▸ What needs to be done: Reproduce the data below line for line, without changing a single character.
────────
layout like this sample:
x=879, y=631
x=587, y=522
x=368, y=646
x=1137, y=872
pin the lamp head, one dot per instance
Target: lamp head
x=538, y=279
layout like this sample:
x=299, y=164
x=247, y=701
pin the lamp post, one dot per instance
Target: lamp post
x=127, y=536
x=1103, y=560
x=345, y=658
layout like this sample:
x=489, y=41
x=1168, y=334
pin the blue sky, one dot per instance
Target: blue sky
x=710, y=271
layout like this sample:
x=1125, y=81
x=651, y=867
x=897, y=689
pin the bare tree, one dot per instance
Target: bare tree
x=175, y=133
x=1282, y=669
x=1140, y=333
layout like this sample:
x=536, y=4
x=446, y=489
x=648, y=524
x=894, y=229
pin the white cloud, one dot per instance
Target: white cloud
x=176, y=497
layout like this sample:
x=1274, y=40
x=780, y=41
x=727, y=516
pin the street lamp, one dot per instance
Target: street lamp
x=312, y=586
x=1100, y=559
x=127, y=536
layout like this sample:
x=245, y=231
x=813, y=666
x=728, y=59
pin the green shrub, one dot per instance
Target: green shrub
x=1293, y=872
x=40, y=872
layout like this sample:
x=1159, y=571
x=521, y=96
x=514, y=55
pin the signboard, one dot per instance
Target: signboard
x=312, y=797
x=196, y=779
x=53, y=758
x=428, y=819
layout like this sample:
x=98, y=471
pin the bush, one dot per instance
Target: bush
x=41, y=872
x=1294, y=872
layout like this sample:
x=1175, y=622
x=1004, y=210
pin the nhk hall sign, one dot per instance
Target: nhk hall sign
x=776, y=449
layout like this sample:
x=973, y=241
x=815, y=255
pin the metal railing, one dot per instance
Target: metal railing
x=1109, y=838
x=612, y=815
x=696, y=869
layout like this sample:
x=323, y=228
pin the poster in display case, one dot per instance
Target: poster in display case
────────
▸ Task result:
layout like this sample:
x=879, y=631
x=587, y=522
x=368, y=646
x=1137, y=872
pin the lamp head, one dot per instance
Target: lamp head
x=538, y=279
layout like this sample:
x=299, y=164
x=247, y=701
pin the lamp post, one dot per instance
Target: lamp post
x=127, y=536
x=1103, y=560
x=345, y=658
layout like this sample:
x=489, y=41
x=1168, y=334
pin the blue sky, one dot per instance
Target: blue sky
x=710, y=271
layout like this sample:
x=1125, y=81
x=651, y=867
x=897, y=689
pin the bare tree, one dot per instance
Target: bare tree
x=175, y=133
x=1282, y=669
x=1140, y=333
layout like this sample:
x=536, y=4
x=446, y=489
x=648, y=524
x=894, y=229
pin the white cloud, one dot per instance
Target: white cloud
x=176, y=497
layout like this sample:
x=1274, y=40
x=780, y=41
x=727, y=516
pin the street lamp, one dot per instance
Target: street lamp
x=312, y=586
x=1100, y=559
x=127, y=536
layout like this sample:
x=245, y=231
x=813, y=666
x=728, y=59
pin the green shrub, one dot per instance
Target: green shrub
x=1293, y=872
x=40, y=872
layout like this sample:
x=1159, y=571
x=521, y=96
x=514, y=55
pin the signboard, one dot per instance
Target: signboard
x=312, y=797
x=196, y=779
x=53, y=758
x=428, y=819
layout like this sample:
x=98, y=471
pin the bush, one dot per instance
Target: bush
x=41, y=872
x=1294, y=872
layout like this sample:
x=1175, y=622
x=1004, y=210
pin the nhk hall sign, one dot per instance
Target: nhk hall sign
x=776, y=449
layout like this sample:
x=973, y=241
x=815, y=255
pin the metal railing, one dot per instance
Target: metal railing
x=1109, y=838
x=612, y=815
x=696, y=869
layout like this sample:
x=323, y=228
pin the poster in display case, one dot per instance
Target: poster in display case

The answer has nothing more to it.